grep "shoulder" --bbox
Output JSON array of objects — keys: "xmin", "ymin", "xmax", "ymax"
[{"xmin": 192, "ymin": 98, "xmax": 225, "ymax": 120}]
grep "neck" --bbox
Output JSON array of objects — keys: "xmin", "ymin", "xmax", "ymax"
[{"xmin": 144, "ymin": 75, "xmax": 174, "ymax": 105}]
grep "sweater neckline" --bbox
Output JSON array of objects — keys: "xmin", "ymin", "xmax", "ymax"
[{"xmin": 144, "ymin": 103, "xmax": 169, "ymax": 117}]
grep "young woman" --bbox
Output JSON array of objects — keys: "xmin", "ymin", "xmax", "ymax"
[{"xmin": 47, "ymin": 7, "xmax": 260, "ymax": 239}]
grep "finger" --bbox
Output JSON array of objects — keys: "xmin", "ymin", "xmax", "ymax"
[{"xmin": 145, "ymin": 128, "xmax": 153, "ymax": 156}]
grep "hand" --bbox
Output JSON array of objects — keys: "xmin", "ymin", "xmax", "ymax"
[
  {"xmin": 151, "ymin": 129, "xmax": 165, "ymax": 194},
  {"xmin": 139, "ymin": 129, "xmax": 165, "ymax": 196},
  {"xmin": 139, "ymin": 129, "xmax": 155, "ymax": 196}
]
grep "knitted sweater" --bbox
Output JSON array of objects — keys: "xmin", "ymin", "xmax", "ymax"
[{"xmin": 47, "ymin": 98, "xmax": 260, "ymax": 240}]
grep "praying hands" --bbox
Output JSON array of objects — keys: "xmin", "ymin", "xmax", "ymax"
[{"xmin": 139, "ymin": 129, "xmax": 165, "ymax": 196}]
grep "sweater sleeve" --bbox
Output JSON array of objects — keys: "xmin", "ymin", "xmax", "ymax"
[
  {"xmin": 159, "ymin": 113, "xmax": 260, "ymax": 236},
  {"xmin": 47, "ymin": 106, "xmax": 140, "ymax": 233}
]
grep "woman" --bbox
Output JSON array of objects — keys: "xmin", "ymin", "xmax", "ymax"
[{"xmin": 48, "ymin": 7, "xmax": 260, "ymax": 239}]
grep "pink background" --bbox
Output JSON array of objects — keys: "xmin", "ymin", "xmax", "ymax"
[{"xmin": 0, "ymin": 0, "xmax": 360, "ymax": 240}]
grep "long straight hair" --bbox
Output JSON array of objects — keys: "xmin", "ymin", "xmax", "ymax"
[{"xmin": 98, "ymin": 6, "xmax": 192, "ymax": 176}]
—————
Your task:
Count the lines in the records that contain the string "bbox", matching case exactly, and give only that number.

Solved exercise:
12